§ DATA ENTRIES:
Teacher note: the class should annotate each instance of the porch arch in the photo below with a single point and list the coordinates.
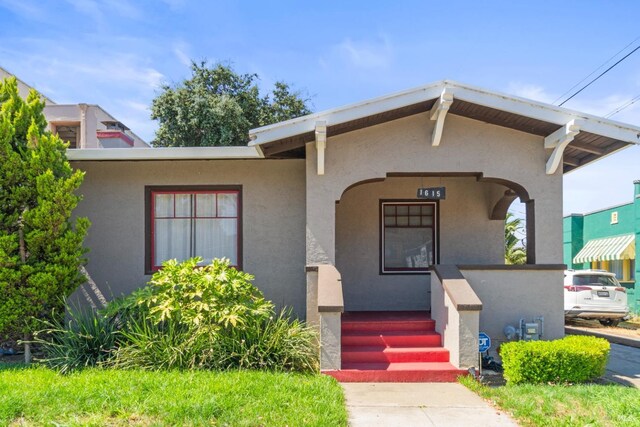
(500, 208)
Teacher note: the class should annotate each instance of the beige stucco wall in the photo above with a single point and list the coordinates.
(508, 296)
(273, 219)
(93, 117)
(404, 146)
(466, 236)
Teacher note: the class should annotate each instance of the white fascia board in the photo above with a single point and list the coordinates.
(173, 153)
(344, 114)
(508, 103)
(546, 112)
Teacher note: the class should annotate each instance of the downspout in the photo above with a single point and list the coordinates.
(635, 304)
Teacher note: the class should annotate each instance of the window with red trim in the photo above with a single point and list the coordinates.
(193, 222)
(408, 236)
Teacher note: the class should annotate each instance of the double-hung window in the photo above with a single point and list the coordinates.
(408, 236)
(193, 221)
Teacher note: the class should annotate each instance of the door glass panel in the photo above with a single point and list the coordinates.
(183, 205)
(163, 205)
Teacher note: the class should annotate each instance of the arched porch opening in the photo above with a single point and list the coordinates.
(467, 228)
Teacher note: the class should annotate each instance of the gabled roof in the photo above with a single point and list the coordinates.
(588, 137)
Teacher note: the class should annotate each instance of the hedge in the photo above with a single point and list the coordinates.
(573, 359)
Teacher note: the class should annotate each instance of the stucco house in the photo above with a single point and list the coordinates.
(83, 125)
(381, 222)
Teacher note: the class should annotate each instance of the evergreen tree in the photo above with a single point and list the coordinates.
(41, 250)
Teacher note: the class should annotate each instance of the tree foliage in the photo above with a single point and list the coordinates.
(514, 251)
(218, 107)
(40, 249)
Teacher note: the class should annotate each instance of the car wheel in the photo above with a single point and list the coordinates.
(609, 322)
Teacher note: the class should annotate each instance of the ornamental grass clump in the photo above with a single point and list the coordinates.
(83, 339)
(573, 359)
(194, 317)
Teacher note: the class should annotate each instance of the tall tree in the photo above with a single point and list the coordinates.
(40, 248)
(217, 107)
(514, 251)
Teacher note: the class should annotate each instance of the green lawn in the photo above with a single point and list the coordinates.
(556, 405)
(95, 397)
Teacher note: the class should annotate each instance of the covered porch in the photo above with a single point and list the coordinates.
(372, 244)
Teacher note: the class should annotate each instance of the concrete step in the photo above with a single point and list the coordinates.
(394, 354)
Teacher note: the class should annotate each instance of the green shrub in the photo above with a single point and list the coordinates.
(213, 295)
(162, 346)
(210, 317)
(572, 359)
(276, 344)
(85, 338)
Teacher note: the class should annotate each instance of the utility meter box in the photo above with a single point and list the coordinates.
(531, 331)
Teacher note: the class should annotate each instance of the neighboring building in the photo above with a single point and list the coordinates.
(325, 211)
(83, 125)
(608, 239)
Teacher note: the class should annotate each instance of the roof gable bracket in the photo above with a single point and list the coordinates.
(321, 144)
(558, 141)
(438, 113)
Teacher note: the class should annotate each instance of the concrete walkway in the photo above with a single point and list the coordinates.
(419, 404)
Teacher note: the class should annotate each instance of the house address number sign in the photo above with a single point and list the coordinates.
(433, 193)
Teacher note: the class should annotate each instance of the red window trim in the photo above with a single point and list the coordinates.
(435, 233)
(150, 191)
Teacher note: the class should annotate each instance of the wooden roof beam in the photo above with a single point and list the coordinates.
(587, 148)
(438, 113)
(558, 141)
(321, 144)
(571, 161)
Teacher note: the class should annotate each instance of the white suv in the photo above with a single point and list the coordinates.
(594, 294)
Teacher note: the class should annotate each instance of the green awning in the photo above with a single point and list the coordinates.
(607, 249)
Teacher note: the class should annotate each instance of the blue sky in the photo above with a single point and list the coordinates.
(117, 53)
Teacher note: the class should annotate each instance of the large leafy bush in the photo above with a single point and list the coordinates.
(572, 359)
(194, 317)
(216, 295)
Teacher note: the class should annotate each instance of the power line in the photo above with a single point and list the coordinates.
(596, 70)
(623, 106)
(600, 75)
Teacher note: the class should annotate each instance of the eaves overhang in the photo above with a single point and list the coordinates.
(173, 153)
(597, 137)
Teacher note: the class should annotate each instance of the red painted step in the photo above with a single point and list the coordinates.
(397, 372)
(387, 321)
(392, 338)
(393, 354)
(393, 347)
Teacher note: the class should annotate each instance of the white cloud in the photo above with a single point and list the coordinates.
(364, 54)
(175, 4)
(123, 8)
(596, 106)
(530, 91)
(25, 8)
(181, 51)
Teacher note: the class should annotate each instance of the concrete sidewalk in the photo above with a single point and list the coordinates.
(419, 404)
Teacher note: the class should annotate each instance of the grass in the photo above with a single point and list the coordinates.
(38, 396)
(564, 405)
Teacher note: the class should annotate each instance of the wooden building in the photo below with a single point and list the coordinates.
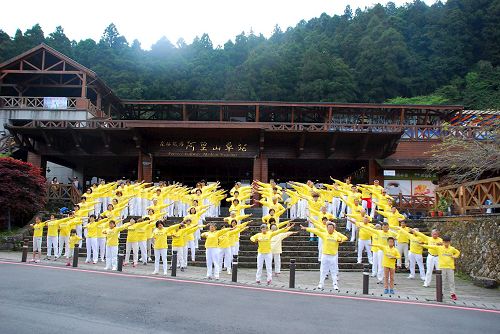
(57, 110)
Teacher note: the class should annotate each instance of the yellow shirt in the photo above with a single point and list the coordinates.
(447, 255)
(212, 238)
(92, 229)
(389, 262)
(403, 237)
(365, 234)
(112, 234)
(160, 237)
(38, 229)
(264, 240)
(330, 241)
(431, 242)
(73, 240)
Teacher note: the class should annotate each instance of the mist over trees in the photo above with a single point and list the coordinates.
(447, 53)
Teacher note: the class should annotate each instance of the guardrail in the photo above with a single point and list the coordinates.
(471, 196)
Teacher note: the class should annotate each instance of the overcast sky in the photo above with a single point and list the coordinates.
(148, 20)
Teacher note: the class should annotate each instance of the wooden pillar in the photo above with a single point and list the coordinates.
(373, 172)
(84, 85)
(99, 101)
(145, 168)
(37, 161)
(185, 116)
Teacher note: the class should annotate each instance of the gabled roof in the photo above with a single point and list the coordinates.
(63, 57)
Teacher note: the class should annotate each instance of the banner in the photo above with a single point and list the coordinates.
(55, 102)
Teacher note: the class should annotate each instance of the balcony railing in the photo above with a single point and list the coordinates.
(472, 196)
(40, 103)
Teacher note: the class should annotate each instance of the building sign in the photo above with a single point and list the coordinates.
(389, 172)
(206, 148)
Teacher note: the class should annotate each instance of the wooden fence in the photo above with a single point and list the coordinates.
(63, 192)
(471, 196)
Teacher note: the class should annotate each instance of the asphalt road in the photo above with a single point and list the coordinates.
(36, 299)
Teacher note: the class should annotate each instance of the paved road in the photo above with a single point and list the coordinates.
(36, 299)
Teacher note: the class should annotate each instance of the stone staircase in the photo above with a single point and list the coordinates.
(296, 247)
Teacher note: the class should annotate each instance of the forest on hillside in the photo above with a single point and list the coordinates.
(446, 53)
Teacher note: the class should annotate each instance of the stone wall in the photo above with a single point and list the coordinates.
(477, 238)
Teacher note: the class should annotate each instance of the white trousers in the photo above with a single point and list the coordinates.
(63, 242)
(180, 256)
(37, 244)
(79, 230)
(329, 264)
(111, 257)
(52, 244)
(366, 245)
(431, 263)
(277, 263)
(163, 253)
(403, 250)
(416, 258)
(377, 265)
(101, 248)
(268, 259)
(235, 249)
(320, 249)
(336, 205)
(144, 253)
(91, 245)
(134, 247)
(212, 257)
(226, 258)
(192, 247)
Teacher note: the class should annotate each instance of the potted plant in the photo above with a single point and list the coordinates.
(442, 206)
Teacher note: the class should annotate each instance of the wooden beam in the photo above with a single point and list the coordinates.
(84, 85)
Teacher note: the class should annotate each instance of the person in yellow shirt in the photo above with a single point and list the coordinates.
(432, 256)
(212, 251)
(389, 263)
(276, 247)
(364, 238)
(264, 251)
(179, 242)
(415, 253)
(112, 236)
(446, 258)
(225, 242)
(402, 244)
(382, 237)
(91, 240)
(73, 240)
(131, 244)
(394, 218)
(37, 226)
(329, 258)
(160, 234)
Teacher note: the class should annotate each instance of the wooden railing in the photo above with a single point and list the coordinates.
(409, 132)
(26, 102)
(471, 196)
(414, 203)
(63, 192)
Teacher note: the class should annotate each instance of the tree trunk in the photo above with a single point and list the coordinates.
(9, 227)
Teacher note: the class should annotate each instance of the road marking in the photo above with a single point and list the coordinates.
(246, 287)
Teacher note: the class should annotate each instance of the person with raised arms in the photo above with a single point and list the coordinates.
(329, 258)
(263, 239)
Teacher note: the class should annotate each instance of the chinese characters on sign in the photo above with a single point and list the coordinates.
(203, 148)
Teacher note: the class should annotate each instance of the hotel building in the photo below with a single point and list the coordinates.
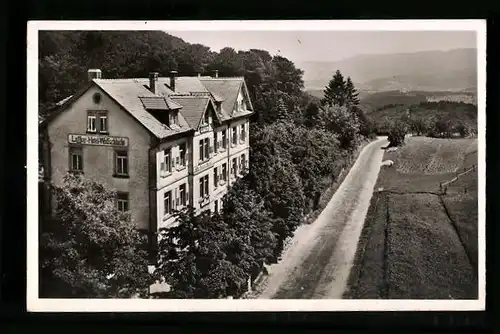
(162, 143)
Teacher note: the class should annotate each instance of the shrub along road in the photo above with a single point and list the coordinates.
(318, 262)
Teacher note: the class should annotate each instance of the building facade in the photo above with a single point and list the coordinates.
(162, 143)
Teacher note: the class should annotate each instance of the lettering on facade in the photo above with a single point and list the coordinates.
(97, 140)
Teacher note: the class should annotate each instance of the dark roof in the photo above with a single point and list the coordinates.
(191, 97)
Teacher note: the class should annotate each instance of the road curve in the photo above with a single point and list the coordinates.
(317, 264)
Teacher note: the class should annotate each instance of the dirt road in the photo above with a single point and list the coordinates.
(317, 264)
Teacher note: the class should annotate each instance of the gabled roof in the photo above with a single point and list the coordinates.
(191, 97)
(193, 108)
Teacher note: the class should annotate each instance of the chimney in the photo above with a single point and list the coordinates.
(173, 74)
(94, 74)
(153, 81)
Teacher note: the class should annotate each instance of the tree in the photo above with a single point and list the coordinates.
(245, 212)
(397, 133)
(89, 248)
(342, 122)
(193, 257)
(335, 92)
(351, 94)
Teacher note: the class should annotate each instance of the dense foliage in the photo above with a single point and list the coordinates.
(90, 249)
(435, 119)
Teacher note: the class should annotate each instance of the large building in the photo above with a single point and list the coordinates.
(162, 143)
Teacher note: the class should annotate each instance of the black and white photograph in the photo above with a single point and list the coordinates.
(256, 165)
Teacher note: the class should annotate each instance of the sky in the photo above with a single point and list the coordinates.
(331, 45)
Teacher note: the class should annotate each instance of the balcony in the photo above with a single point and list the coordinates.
(204, 128)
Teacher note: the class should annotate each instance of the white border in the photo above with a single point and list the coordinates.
(35, 304)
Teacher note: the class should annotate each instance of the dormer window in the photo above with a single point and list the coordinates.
(91, 123)
(174, 119)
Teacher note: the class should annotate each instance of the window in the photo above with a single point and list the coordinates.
(204, 149)
(224, 172)
(167, 202)
(216, 177)
(76, 159)
(204, 186)
(235, 135)
(243, 162)
(121, 163)
(182, 194)
(207, 148)
(91, 123)
(182, 154)
(224, 139)
(167, 161)
(122, 203)
(235, 166)
(243, 133)
(103, 124)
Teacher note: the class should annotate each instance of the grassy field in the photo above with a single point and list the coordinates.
(417, 242)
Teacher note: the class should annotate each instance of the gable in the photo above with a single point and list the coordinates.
(72, 119)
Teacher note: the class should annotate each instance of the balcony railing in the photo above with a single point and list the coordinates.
(204, 128)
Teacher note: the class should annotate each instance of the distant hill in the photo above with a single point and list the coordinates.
(454, 70)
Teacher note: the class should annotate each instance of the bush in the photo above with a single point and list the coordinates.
(397, 133)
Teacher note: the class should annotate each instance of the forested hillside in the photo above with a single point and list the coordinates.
(65, 56)
(425, 70)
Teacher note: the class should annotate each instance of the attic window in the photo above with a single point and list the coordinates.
(96, 98)
(175, 118)
(206, 118)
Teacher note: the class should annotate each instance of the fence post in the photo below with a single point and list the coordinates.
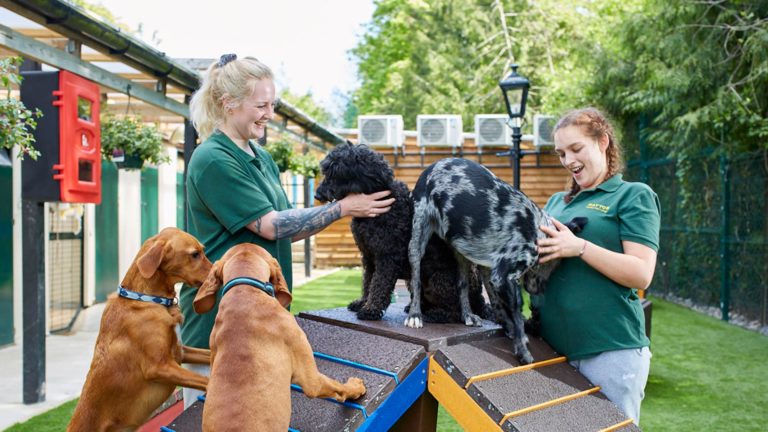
(725, 222)
(644, 176)
(308, 202)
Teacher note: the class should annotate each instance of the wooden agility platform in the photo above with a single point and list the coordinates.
(469, 370)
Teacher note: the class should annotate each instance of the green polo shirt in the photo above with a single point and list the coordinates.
(583, 313)
(226, 190)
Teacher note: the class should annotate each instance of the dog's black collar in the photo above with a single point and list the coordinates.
(264, 286)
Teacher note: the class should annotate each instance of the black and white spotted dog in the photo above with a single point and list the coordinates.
(383, 240)
(490, 224)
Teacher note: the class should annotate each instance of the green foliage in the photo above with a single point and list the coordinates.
(447, 56)
(697, 70)
(133, 137)
(307, 104)
(16, 121)
(696, 75)
(306, 165)
(281, 152)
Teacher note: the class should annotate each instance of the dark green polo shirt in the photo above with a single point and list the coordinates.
(583, 313)
(226, 190)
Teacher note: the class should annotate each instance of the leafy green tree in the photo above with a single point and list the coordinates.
(695, 72)
(307, 104)
(447, 56)
(16, 120)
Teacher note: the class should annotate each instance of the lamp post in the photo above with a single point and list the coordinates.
(515, 89)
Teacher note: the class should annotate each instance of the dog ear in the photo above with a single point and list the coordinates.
(278, 281)
(206, 295)
(150, 261)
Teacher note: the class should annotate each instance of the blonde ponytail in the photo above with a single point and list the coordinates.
(229, 79)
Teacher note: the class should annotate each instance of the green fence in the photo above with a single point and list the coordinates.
(714, 240)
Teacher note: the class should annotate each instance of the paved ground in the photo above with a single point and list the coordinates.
(67, 360)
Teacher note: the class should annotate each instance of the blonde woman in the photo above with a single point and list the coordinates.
(234, 193)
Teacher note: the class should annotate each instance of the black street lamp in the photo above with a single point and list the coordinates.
(515, 89)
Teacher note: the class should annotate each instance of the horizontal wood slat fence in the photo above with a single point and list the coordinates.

§ PROBLEM DESCRIPTION: Copy only the stretch running from the line containing "of the lamp" to the final line of the entries, both ends included, exactly as it stands.

§ TASK ANSWER:
Teacher note: the class should annotate each instance of the lamp post in the photo above with a single point and list the coordinates.
(515, 89)
Teacher note: the class should annotate each instance of the dog ear in the photo above with a single point and list the coordinates.
(278, 281)
(206, 295)
(150, 261)
Teacher note: the class should annotate each instance of the blonde ponytail in the photo above with a single point and list the coordinates.
(229, 79)
Teacher note: the class should annotate each instance of the green fence in the photo above with a single point and list the coordinates.
(714, 240)
Teacher note: the class should annotate each instance of the paved ground in the photo above with a single point and list the coordinates.
(67, 360)
Teacher note: the class should annotate each instance of the blonde woman in the photo above with a single point and list the coordinates.
(234, 193)
Teacher note: the class should annotate each instance of the black street lamp in the photo above with a single point and list the coordinates.
(515, 89)
Teacher note: the class should annotate each instance of the horizontal wood slat fence in the photo above with a single point and list the coordinates.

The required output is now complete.